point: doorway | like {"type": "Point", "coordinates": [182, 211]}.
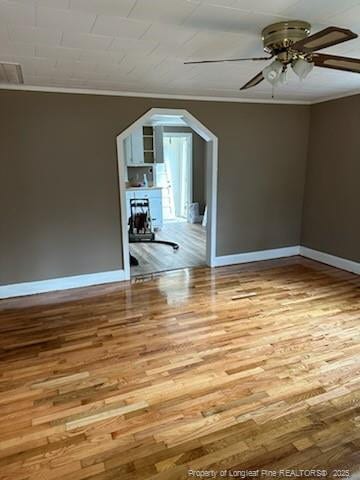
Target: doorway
{"type": "Point", "coordinates": [177, 165]}
{"type": "Point", "coordinates": [176, 178]}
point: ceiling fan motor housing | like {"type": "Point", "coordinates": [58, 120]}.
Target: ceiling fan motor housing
{"type": "Point", "coordinates": [278, 37]}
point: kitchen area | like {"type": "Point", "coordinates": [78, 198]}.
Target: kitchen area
{"type": "Point", "coordinates": [143, 154]}
{"type": "Point", "coordinates": [164, 165]}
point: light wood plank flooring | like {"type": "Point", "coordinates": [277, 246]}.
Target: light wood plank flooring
{"type": "Point", "coordinates": [245, 367]}
{"type": "Point", "coordinates": [157, 258]}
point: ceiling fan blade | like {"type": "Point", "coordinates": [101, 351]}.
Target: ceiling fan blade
{"type": "Point", "coordinates": [227, 60]}
{"type": "Point", "coordinates": [254, 81]}
{"type": "Point", "coordinates": [325, 38]}
{"type": "Point", "coordinates": [336, 62]}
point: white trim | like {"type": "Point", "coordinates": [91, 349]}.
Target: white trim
{"type": "Point", "coordinates": [114, 93]}
{"type": "Point", "coordinates": [338, 262]}
{"type": "Point", "coordinates": [209, 137]}
{"type": "Point", "coordinates": [336, 97]}
{"type": "Point", "coordinates": [65, 283]}
{"type": "Point", "coordinates": [257, 256]}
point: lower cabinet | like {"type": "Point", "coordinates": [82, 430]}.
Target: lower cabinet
{"type": "Point", "coordinates": [155, 201]}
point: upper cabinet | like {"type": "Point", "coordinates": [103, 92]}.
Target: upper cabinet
{"type": "Point", "coordinates": [144, 146]}
{"type": "Point", "coordinates": [134, 148]}
{"type": "Point", "coordinates": [159, 144]}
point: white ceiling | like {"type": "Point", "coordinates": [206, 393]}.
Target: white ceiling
{"type": "Point", "coordinates": [140, 45]}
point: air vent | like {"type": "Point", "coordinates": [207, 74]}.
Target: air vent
{"type": "Point", "coordinates": [11, 73]}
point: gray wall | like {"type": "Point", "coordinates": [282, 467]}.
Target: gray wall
{"type": "Point", "coordinates": [198, 170]}
{"type": "Point", "coordinates": [331, 217]}
{"type": "Point", "coordinates": [59, 207]}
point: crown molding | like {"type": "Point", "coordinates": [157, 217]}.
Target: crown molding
{"type": "Point", "coordinates": [336, 97]}
{"type": "Point", "coordinates": [114, 93]}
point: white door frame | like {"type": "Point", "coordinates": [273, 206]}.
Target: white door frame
{"type": "Point", "coordinates": [212, 172]}
{"type": "Point", "coordinates": [190, 159]}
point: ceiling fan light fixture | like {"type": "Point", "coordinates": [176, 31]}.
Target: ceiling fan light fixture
{"type": "Point", "coordinates": [302, 68]}
{"type": "Point", "coordinates": [273, 72]}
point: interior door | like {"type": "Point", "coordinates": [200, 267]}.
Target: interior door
{"type": "Point", "coordinates": [178, 164]}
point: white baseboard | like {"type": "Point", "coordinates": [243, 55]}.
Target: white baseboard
{"type": "Point", "coordinates": [65, 283]}
{"type": "Point", "coordinates": [338, 262]}
{"type": "Point", "coordinates": [257, 256]}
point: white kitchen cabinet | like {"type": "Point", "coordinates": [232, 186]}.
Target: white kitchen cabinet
{"type": "Point", "coordinates": [134, 148]}
{"type": "Point", "coordinates": [155, 203]}
{"type": "Point", "coordinates": [159, 144]}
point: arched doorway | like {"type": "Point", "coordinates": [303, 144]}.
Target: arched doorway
{"type": "Point", "coordinates": [211, 173]}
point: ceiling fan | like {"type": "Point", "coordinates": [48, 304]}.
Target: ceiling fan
{"type": "Point", "coordinates": [292, 45]}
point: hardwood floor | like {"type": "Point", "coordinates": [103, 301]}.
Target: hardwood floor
{"type": "Point", "coordinates": [245, 367]}
{"type": "Point", "coordinates": [157, 258]}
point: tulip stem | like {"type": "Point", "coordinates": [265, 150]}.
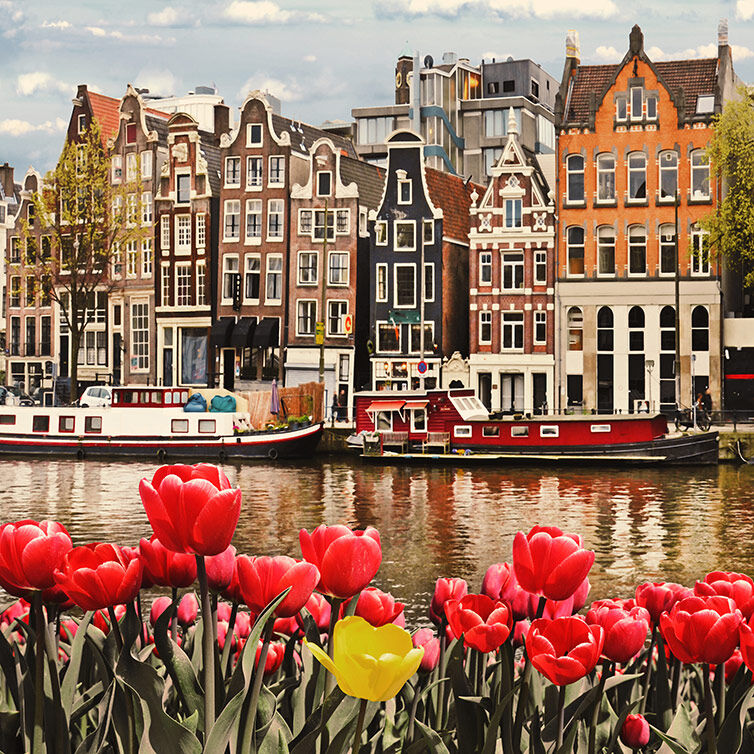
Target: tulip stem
{"type": "Point", "coordinates": [359, 727]}
{"type": "Point", "coordinates": [710, 727]}
{"type": "Point", "coordinates": [208, 648]}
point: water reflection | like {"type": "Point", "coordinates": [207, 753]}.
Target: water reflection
{"type": "Point", "coordinates": [643, 523]}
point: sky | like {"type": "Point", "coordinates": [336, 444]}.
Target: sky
{"type": "Point", "coordinates": [320, 59]}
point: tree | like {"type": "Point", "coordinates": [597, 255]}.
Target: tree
{"type": "Point", "coordinates": [731, 151]}
{"type": "Point", "coordinates": [89, 221]}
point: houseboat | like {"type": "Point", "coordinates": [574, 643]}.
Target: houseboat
{"type": "Point", "coordinates": [454, 426]}
{"type": "Point", "coordinates": [148, 423]}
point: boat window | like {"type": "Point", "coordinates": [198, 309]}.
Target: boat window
{"type": "Point", "coordinates": [40, 424]}
{"type": "Point", "coordinates": [66, 423]}
{"type": "Point", "coordinates": [92, 424]}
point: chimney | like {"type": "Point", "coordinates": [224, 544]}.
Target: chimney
{"type": "Point", "coordinates": [6, 180]}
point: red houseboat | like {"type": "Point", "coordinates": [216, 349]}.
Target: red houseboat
{"type": "Point", "coordinates": [454, 425]}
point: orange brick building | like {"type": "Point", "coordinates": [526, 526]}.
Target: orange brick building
{"type": "Point", "coordinates": [631, 137]}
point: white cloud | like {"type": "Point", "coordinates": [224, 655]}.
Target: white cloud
{"type": "Point", "coordinates": [16, 127]}
{"type": "Point", "coordinates": [745, 9]}
{"type": "Point", "coordinates": [40, 81]}
{"type": "Point", "coordinates": [166, 17]}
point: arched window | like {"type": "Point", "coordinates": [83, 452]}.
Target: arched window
{"type": "Point", "coordinates": [637, 250]}
{"type": "Point", "coordinates": [575, 243]}
{"type": "Point", "coordinates": [575, 178]}
{"type": "Point", "coordinates": [699, 329]}
{"type": "Point", "coordinates": [575, 329]}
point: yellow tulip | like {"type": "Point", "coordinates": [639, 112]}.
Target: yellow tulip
{"type": "Point", "coordinates": [370, 663]}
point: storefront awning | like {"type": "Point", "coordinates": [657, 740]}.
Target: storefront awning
{"type": "Point", "coordinates": [243, 332]}
{"type": "Point", "coordinates": [266, 333]}
{"type": "Point", "coordinates": [221, 330]}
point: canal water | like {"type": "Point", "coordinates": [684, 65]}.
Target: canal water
{"type": "Point", "coordinates": [644, 523]}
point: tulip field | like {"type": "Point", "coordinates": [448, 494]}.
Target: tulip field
{"type": "Point", "coordinates": [247, 654]}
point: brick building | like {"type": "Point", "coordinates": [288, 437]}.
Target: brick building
{"type": "Point", "coordinates": [630, 137]}
{"type": "Point", "coordinates": [511, 280]}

==========

Prompt -
Could you output every record above exactly as it appears, without the pictures?

Response to this exercise -
point: doorway | like {"type": "Point", "coordinates": [182, 211]}.
Target: doorway
{"type": "Point", "coordinates": [177, 165]}
{"type": "Point", "coordinates": [176, 178]}
point: ceiling fan motor housing | like {"type": "Point", "coordinates": [58, 120]}.
Target: ceiling fan motor housing
{"type": "Point", "coordinates": [278, 37]}
point: kitchen area | like {"type": "Point", "coordinates": [78, 198]}.
Target: kitchen area
{"type": "Point", "coordinates": [143, 154]}
{"type": "Point", "coordinates": [164, 165]}
point: light wood plank flooring | like {"type": "Point", "coordinates": [277, 246]}.
Target: light wood plank flooring
{"type": "Point", "coordinates": [245, 367]}
{"type": "Point", "coordinates": [157, 258]}
point: ceiling fan blade | like {"type": "Point", "coordinates": [101, 351]}.
Target: ceiling fan blade
{"type": "Point", "coordinates": [227, 60]}
{"type": "Point", "coordinates": [254, 81]}
{"type": "Point", "coordinates": [325, 38]}
{"type": "Point", "coordinates": [336, 62]}
point: white trim | like {"type": "Point", "coordinates": [91, 349]}.
Target: white trim
{"type": "Point", "coordinates": [114, 93]}
{"type": "Point", "coordinates": [338, 262]}
{"type": "Point", "coordinates": [209, 137]}
{"type": "Point", "coordinates": [336, 97]}
{"type": "Point", "coordinates": [65, 283]}
{"type": "Point", "coordinates": [257, 256]}
point: lower cabinet | like {"type": "Point", "coordinates": [82, 430]}.
Target: lower cabinet
{"type": "Point", "coordinates": [155, 201]}
point: upper cabinet | like {"type": "Point", "coordinates": [103, 92]}.
Target: upper cabinet
{"type": "Point", "coordinates": [144, 146]}
{"type": "Point", "coordinates": [134, 148]}
{"type": "Point", "coordinates": [159, 144]}
point: white ceiling | like {"type": "Point", "coordinates": [206, 393]}.
Target: white ceiling
{"type": "Point", "coordinates": [140, 45]}
point: air vent | like {"type": "Point", "coordinates": [207, 74]}.
Target: air vent
{"type": "Point", "coordinates": [11, 73]}
point: gray wall | like {"type": "Point", "coordinates": [282, 467]}.
Target: gray wall
{"type": "Point", "coordinates": [198, 170]}
{"type": "Point", "coordinates": [331, 217]}
{"type": "Point", "coordinates": [59, 207]}
point: crown molding | like {"type": "Point", "coordinates": [157, 217]}.
Target: crown molding
{"type": "Point", "coordinates": [336, 97]}
{"type": "Point", "coordinates": [114, 93]}
point: white door frame | like {"type": "Point", "coordinates": [273, 206]}.
Target: white door frame
{"type": "Point", "coordinates": [212, 172]}
{"type": "Point", "coordinates": [190, 159]}
point: ceiling fan light fixture | like {"type": "Point", "coordinates": [176, 31]}.
Target: ceiling fan light fixture
{"type": "Point", "coordinates": [302, 68]}
{"type": "Point", "coordinates": [273, 72]}
point: interior door | like {"type": "Point", "coordinates": [200, 267]}.
Target: interior door
{"type": "Point", "coordinates": [178, 164]}
point: white baseboard | like {"type": "Point", "coordinates": [243, 55]}.
Target: white baseboard
{"type": "Point", "coordinates": [65, 283]}
{"type": "Point", "coordinates": [338, 262]}
{"type": "Point", "coordinates": [257, 256]}
point: white kitchen cabinet | like {"type": "Point", "coordinates": [232, 186]}.
Target: white kitchen cabinet
{"type": "Point", "coordinates": [134, 148]}
{"type": "Point", "coordinates": [155, 203]}
{"type": "Point", "coordinates": [159, 144]}
point: arched doorway | like {"type": "Point", "coordinates": [303, 144]}.
Target: arched doorway
{"type": "Point", "coordinates": [211, 173]}
point: ceiling fan | like {"type": "Point", "coordinates": [48, 304]}.
Target: ceiling fan
{"type": "Point", "coordinates": [292, 45]}
point: hardwood floor | like {"type": "Point", "coordinates": [103, 301]}.
Target: hardwood floor
{"type": "Point", "coordinates": [245, 367]}
{"type": "Point", "coordinates": [157, 258]}
point: tulip stem | like {"type": "Point", "coordinates": [265, 150]}.
Target: tulip stem
{"type": "Point", "coordinates": [359, 727]}
{"type": "Point", "coordinates": [710, 727]}
{"type": "Point", "coordinates": [208, 648]}
point: water reflection | like {"type": "Point", "coordinates": [207, 753]}.
Target: water reflection
{"type": "Point", "coordinates": [643, 523]}
point: sky | like {"type": "Point", "coordinates": [336, 444]}.
Target: sky
{"type": "Point", "coordinates": [320, 59]}
point: tree | like {"type": "Point", "coordinates": [597, 255]}.
Target: tree
{"type": "Point", "coordinates": [731, 151]}
{"type": "Point", "coordinates": [89, 221]}
point: houseboat | like {"type": "Point", "coordinates": [574, 643]}.
Target: houseboat
{"type": "Point", "coordinates": [454, 426]}
{"type": "Point", "coordinates": [148, 423]}
point: boat window | like {"type": "Point", "coordinates": [198, 309]}.
Target: boat window
{"type": "Point", "coordinates": [40, 424]}
{"type": "Point", "coordinates": [66, 423]}
{"type": "Point", "coordinates": [92, 424]}
point: chimney | like {"type": "Point", "coordinates": [224, 544]}.
Target: chimney
{"type": "Point", "coordinates": [6, 180]}
point: red houseboat | like {"type": "Point", "coordinates": [216, 349]}.
Target: red houseboat
{"type": "Point", "coordinates": [454, 425]}
point: orange brick building | like {"type": "Point", "coordinates": [526, 526]}.
Target: orange brick building
{"type": "Point", "coordinates": [631, 137]}
point: white cloud | like {"type": "Point", "coordinates": [224, 655]}.
Target: white cloud
{"type": "Point", "coordinates": [16, 127]}
{"type": "Point", "coordinates": [745, 9]}
{"type": "Point", "coordinates": [40, 81]}
{"type": "Point", "coordinates": [166, 17]}
point: arched window | like {"type": "Point", "coordinates": [83, 452]}.
Target: arched window
{"type": "Point", "coordinates": [637, 250]}
{"type": "Point", "coordinates": [575, 243]}
{"type": "Point", "coordinates": [575, 178]}
{"type": "Point", "coordinates": [699, 329]}
{"type": "Point", "coordinates": [575, 329]}
point: yellow tulip | like {"type": "Point", "coordinates": [639, 112]}.
Target: yellow tulip
{"type": "Point", "coordinates": [370, 663]}
point: storefront awning | like {"type": "Point", "coordinates": [657, 740]}.
Target: storefront awning
{"type": "Point", "coordinates": [243, 332]}
{"type": "Point", "coordinates": [266, 333]}
{"type": "Point", "coordinates": [221, 330]}
point: canal water | like {"type": "Point", "coordinates": [684, 65]}.
Target: canal water
{"type": "Point", "coordinates": [644, 523]}
point: tulip field | like {"type": "Point", "coordinates": [448, 494]}.
Target: tulip field
{"type": "Point", "coordinates": [247, 654]}
point: brick building | like {"type": "Point", "coordinates": [288, 437]}.
Target: brick building
{"type": "Point", "coordinates": [630, 137]}
{"type": "Point", "coordinates": [511, 280]}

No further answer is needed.